» Directive: Everything from the line containing "Task: annotate every instance of the knapweed" down to the last line of the entries below must be transcribed exactly, and nothing else.

-- Begin Entries --

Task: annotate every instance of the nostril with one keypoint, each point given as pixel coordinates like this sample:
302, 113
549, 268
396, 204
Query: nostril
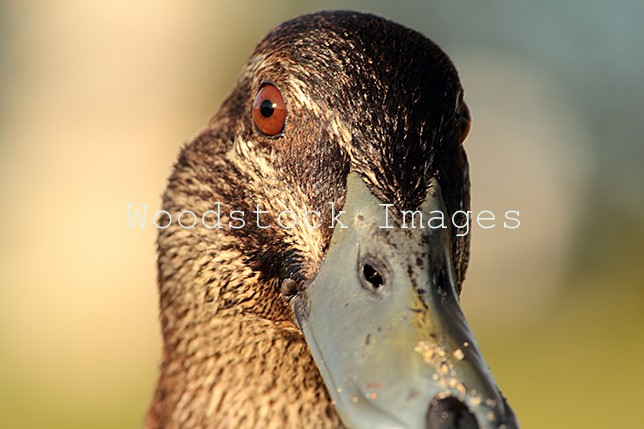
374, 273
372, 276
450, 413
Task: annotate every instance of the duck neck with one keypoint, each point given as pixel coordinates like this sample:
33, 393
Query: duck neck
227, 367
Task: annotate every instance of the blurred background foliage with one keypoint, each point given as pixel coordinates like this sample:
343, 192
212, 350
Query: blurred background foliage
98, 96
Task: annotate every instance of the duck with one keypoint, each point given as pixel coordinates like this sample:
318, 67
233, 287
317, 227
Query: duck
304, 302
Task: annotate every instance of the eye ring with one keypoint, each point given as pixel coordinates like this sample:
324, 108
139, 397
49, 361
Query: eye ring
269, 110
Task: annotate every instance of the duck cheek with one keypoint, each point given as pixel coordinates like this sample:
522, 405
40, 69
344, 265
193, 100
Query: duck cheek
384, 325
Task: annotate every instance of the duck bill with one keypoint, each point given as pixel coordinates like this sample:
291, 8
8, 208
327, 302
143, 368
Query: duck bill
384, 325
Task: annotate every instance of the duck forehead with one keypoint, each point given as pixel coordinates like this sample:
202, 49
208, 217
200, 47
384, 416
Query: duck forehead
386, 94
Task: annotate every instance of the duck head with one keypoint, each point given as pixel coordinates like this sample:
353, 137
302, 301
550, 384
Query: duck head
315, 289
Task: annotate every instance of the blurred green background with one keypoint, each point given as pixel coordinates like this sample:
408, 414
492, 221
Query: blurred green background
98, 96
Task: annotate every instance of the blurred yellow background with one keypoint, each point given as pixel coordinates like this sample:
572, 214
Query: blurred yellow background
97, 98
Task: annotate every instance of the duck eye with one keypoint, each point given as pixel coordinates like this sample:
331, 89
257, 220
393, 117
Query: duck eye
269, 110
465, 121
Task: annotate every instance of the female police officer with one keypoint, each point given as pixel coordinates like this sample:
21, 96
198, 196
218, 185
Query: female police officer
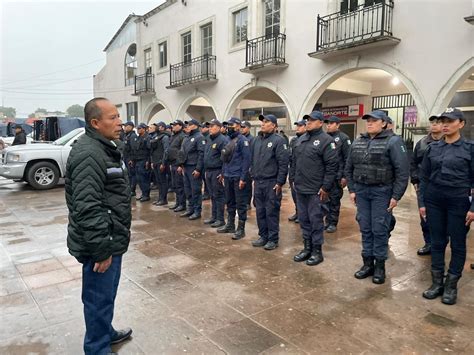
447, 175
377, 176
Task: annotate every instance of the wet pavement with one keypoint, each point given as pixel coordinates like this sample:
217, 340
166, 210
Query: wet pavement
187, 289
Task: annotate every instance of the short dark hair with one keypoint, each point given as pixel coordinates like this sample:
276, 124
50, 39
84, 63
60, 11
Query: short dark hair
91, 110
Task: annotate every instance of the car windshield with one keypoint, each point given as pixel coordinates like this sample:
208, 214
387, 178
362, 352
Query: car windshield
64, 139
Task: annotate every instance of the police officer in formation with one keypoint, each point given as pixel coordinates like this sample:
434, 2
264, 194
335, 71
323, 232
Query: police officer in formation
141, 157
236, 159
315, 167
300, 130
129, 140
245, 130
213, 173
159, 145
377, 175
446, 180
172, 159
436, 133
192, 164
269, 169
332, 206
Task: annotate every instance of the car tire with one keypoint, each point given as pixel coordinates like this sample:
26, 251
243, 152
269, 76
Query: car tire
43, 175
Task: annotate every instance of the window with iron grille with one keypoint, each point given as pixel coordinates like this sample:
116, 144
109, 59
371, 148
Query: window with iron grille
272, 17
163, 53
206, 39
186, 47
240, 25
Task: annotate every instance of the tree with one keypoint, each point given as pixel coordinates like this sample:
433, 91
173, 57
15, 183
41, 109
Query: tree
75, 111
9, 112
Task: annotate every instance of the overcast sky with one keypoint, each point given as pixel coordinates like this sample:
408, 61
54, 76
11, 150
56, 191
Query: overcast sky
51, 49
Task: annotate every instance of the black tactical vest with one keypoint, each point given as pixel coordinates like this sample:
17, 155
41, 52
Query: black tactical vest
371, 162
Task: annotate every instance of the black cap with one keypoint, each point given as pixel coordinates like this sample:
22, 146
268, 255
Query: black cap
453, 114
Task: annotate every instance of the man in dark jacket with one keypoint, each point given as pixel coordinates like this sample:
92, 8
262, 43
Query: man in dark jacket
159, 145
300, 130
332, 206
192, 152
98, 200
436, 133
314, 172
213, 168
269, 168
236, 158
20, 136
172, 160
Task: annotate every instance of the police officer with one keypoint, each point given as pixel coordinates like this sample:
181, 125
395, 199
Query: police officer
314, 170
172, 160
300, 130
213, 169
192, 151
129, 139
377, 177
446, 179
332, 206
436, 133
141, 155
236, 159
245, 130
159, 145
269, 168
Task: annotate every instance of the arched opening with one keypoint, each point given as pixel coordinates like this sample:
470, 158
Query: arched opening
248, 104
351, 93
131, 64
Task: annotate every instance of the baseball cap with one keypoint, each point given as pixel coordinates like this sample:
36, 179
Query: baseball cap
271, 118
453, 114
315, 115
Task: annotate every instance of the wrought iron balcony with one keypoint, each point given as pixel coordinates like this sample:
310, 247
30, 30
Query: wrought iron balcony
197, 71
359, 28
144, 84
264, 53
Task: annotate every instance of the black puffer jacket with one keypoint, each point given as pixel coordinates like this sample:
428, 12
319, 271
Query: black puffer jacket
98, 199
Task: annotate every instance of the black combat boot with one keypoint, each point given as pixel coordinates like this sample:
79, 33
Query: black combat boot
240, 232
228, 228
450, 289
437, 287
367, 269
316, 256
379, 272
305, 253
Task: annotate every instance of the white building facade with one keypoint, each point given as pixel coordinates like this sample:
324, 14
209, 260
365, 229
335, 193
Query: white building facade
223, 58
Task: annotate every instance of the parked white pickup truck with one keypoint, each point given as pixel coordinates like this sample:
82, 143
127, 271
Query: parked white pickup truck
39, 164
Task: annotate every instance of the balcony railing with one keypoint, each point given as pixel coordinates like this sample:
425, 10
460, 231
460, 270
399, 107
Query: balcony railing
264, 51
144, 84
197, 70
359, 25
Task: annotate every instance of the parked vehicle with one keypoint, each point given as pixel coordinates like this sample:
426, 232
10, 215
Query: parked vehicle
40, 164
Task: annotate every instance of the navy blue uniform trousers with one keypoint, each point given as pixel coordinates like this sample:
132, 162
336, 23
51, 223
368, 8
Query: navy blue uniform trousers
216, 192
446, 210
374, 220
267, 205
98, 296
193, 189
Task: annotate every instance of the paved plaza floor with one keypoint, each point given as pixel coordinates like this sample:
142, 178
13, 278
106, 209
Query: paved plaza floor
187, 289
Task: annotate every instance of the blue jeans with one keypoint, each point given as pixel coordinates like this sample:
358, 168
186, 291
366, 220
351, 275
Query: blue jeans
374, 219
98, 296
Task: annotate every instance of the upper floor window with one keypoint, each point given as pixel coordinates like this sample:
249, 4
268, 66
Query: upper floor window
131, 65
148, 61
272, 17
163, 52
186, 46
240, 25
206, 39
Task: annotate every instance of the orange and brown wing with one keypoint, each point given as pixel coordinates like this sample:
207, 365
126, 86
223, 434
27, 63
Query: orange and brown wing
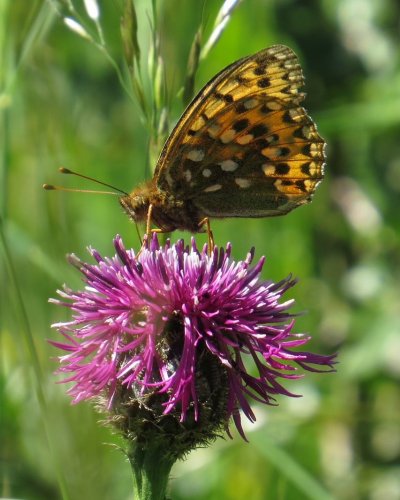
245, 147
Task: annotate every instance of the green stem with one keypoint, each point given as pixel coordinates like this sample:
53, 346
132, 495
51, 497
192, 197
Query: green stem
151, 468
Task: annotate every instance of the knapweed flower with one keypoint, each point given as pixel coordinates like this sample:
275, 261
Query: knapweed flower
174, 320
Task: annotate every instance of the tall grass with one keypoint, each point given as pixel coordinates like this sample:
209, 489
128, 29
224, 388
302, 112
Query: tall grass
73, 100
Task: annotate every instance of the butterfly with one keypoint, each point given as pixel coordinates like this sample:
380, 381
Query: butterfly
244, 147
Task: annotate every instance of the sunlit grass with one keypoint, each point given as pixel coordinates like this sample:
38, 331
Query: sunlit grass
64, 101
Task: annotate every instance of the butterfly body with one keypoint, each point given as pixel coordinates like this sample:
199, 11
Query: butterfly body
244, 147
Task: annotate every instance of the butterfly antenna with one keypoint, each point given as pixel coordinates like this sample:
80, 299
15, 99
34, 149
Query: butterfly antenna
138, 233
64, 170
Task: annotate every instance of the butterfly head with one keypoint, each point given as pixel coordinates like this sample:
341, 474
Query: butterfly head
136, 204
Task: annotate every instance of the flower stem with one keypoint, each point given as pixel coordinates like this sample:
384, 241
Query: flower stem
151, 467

-- End Entries --

» Solution below:
Task: annotate every instance of the knapweed flower with one keypoint, each point given as pixel coordinates like this sample:
275, 261
Query: knapweed flower
174, 320
Task: annotate every instance of the tall grass with one keypoint, each point given as pixel coordinates like this sample:
209, 489
128, 29
224, 388
302, 112
Query: tall grass
73, 100
Task: annotate every instance of the butterfly with one keypoint, each point given as pixel coordinates like this sample:
380, 381
Query: butterfly
244, 147
Task: annotate every instance of the sunlit grass with one keypoint, each point given as pixel coordinates like this sample:
38, 331
Query: sunlit grass
64, 101
Task: annotate every instance of the butterfly body with one keypoint, each point given as pixel coordinates like this sample:
199, 11
Query: butterfly body
244, 147
Task: annotate every instance of the butterfly antenna with one keypoint, each point given as pixel coordinates like this sample:
80, 299
15, 99
34, 149
Query: butterfly antenna
138, 233
64, 170
Task: annotate every instance of the butterfly head with one keypoint, each point given as pixel coordinates like this sample:
341, 474
Query: butterfly head
136, 204
Task: annotate every instance of the flower stem with one keypoint, each point given as pixel coordinates like this sample:
384, 241
Query: flower stem
151, 467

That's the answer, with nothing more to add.